__TASK DIRECTIONS__:
Collect every line of the material below that contains the string "plastic", and copy each such line in full. Treat the match as case-sensitive.

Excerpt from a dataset
--- BEGIN ---

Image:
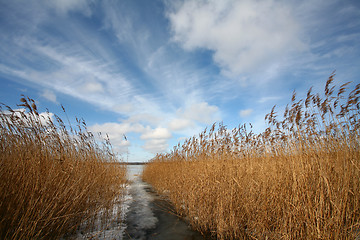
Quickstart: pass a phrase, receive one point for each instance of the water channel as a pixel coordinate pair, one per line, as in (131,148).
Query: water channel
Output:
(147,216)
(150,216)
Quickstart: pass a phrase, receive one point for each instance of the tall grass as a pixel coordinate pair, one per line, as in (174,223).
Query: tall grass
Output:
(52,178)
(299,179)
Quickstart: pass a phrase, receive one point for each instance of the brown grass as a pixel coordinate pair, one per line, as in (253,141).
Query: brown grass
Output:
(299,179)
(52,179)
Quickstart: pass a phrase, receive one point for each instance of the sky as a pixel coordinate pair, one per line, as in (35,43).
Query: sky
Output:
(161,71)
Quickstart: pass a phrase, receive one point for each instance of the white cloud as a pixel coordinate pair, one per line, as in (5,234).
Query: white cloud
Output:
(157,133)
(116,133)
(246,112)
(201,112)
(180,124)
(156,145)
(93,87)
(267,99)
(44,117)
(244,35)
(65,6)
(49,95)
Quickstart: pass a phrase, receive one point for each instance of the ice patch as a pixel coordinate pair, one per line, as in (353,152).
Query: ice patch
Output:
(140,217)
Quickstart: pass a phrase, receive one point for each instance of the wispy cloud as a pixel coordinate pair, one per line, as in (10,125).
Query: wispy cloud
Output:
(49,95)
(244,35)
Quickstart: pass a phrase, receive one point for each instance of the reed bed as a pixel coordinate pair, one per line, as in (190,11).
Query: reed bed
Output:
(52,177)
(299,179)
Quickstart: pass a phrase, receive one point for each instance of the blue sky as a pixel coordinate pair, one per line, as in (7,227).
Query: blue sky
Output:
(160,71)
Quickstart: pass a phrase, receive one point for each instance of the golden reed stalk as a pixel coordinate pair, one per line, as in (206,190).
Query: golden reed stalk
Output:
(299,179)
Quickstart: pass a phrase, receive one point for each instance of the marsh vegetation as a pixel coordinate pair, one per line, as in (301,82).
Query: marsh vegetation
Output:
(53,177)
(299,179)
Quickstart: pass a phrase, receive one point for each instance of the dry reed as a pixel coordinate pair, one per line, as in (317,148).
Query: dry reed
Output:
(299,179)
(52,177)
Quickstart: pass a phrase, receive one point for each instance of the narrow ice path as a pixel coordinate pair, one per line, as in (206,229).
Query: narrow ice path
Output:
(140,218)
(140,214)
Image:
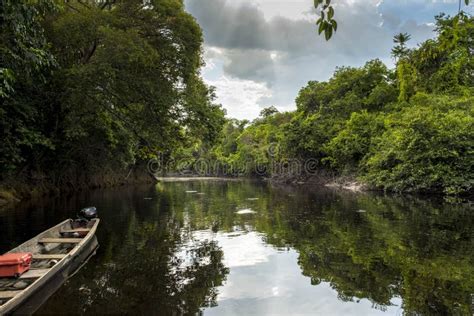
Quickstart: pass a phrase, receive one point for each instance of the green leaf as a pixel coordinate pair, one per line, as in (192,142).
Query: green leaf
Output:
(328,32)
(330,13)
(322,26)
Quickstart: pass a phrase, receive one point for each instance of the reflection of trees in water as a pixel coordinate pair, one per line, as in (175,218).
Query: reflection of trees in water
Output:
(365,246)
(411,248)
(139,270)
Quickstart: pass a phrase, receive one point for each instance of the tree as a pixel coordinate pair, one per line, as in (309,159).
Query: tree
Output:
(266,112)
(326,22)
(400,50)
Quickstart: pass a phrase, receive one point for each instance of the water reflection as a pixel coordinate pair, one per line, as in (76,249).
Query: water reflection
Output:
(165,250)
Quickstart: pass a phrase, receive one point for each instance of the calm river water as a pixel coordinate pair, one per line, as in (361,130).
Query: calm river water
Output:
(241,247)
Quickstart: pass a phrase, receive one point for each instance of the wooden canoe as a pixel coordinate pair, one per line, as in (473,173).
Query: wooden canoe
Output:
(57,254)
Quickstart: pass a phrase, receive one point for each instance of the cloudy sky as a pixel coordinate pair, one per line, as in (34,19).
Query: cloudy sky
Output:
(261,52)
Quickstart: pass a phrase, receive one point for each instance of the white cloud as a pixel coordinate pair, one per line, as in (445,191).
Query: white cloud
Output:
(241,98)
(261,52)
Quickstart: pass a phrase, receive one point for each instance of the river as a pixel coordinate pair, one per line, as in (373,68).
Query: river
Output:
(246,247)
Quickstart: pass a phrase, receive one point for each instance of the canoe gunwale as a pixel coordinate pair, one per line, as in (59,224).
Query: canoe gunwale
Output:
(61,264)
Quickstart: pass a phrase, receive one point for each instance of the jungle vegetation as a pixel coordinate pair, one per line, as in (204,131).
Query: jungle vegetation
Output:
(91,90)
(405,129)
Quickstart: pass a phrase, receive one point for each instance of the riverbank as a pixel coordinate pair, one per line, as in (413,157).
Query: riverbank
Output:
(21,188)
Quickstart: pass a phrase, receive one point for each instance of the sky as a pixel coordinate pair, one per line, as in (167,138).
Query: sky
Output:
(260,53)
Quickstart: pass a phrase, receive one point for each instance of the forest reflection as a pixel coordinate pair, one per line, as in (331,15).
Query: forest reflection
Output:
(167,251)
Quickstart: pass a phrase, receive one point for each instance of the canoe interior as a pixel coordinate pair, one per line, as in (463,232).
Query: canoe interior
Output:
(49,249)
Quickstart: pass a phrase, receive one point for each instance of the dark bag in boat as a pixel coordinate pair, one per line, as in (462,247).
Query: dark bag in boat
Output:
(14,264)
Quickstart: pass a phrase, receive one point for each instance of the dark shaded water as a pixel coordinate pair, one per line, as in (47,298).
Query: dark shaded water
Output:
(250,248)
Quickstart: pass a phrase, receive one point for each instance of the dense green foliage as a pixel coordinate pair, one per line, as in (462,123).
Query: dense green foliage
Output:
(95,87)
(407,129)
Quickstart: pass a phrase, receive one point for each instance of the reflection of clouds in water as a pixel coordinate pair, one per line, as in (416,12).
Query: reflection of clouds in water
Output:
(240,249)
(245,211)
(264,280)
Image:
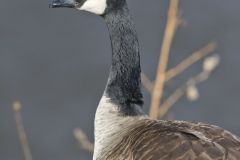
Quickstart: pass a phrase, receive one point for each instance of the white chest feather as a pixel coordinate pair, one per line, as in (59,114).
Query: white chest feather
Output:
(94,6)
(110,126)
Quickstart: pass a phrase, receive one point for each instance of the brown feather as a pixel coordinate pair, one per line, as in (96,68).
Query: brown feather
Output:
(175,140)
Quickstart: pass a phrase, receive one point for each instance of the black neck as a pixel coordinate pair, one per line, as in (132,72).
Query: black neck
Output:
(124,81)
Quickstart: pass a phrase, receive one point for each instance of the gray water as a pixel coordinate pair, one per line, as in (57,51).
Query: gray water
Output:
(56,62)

--- END ---
--- BEGIN ---

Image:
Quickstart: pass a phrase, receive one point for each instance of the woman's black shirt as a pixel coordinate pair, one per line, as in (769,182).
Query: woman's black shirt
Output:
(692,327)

--- END ---
--- BEGIN ---

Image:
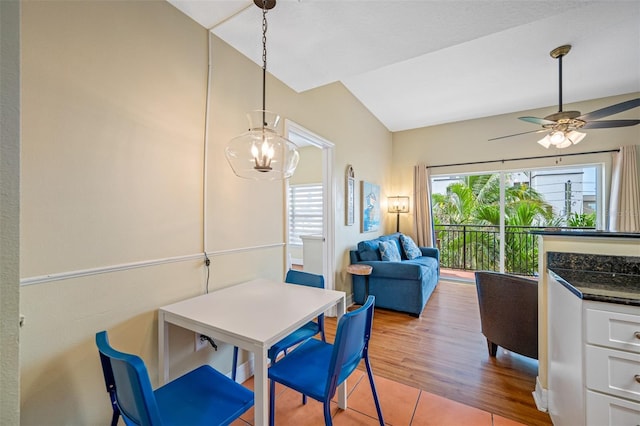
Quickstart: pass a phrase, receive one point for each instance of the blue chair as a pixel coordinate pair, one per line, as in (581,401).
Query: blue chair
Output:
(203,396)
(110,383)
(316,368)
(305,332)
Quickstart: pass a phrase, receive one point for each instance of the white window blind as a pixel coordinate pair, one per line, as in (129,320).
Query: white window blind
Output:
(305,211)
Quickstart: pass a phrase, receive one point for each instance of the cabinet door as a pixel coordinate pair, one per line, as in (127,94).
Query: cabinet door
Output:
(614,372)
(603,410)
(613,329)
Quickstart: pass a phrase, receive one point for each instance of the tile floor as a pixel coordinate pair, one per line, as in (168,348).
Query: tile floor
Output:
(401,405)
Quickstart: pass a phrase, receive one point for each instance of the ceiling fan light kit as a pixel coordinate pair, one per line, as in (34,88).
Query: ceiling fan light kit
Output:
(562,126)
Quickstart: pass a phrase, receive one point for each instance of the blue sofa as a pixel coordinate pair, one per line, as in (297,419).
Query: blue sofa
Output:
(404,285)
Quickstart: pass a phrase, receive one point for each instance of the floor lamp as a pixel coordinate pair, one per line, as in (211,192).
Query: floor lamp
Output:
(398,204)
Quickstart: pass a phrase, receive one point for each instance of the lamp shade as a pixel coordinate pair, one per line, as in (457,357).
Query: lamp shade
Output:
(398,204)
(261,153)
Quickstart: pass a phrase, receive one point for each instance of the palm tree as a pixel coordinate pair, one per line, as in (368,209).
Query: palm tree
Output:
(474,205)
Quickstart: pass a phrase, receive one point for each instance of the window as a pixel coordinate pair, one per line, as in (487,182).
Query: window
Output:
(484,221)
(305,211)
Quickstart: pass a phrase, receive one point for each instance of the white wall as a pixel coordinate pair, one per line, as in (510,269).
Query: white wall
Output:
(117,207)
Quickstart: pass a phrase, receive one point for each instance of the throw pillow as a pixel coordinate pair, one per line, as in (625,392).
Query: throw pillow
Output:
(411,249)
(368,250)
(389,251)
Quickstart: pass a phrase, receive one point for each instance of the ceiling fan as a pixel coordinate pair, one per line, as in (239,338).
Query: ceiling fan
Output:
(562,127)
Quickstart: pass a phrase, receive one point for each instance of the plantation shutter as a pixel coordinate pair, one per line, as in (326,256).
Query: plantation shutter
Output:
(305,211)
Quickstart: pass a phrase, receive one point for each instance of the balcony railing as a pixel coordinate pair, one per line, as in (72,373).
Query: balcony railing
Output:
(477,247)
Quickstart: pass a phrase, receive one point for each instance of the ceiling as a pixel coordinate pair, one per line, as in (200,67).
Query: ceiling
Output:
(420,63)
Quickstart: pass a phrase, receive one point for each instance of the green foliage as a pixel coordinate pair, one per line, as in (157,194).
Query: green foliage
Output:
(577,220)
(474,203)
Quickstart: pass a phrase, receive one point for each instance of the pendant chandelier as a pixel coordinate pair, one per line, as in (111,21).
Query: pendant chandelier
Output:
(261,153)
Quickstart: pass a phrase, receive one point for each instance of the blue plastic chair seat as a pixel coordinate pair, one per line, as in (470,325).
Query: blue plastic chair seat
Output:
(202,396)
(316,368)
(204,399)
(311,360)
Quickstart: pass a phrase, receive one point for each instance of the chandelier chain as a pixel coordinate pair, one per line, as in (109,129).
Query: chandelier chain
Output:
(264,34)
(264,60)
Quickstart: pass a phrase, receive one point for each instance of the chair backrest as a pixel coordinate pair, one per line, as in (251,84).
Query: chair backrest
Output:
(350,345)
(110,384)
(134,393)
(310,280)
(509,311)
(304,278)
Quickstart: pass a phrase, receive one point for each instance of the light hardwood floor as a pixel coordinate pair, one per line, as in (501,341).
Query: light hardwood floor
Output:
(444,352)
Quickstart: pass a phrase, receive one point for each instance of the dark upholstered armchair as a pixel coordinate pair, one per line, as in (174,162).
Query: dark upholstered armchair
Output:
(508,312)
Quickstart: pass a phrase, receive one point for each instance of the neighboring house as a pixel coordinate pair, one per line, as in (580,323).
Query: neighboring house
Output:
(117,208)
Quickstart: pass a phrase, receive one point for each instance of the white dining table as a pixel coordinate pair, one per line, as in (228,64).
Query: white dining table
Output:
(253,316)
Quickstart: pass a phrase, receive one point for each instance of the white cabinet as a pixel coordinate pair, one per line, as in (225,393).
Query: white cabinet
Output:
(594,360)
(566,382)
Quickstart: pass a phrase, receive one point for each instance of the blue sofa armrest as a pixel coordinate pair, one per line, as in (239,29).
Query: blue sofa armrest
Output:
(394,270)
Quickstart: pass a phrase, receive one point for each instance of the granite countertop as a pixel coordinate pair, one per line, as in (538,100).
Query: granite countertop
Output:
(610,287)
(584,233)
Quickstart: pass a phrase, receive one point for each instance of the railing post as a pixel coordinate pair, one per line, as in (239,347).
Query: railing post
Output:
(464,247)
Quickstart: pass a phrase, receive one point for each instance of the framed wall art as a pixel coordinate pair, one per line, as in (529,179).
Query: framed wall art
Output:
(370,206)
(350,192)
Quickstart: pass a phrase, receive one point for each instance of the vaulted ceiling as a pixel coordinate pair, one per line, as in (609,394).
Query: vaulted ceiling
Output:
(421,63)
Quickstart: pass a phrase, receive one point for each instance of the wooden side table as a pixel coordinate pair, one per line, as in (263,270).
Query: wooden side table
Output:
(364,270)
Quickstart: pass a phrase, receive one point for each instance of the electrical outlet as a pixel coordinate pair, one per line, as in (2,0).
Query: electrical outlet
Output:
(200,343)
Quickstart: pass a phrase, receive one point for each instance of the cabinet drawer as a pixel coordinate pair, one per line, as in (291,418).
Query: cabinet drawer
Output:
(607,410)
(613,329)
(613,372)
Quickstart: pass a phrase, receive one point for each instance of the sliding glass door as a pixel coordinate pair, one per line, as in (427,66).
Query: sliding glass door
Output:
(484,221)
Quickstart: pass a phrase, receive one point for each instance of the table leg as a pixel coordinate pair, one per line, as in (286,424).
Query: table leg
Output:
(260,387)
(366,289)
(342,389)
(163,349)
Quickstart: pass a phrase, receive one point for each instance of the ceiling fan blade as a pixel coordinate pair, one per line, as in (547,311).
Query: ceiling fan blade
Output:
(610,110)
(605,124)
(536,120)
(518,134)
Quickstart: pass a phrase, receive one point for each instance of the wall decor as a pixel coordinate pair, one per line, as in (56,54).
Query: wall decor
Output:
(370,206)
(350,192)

--- END ---

__EXPECTED OUTPUT__:
Quickstart: pass a phrase, receive one point for each instance of the blue plastic chair seat as a pixel coordinate pair, one per line, as in (470,325).
Query: blue plastic chair seat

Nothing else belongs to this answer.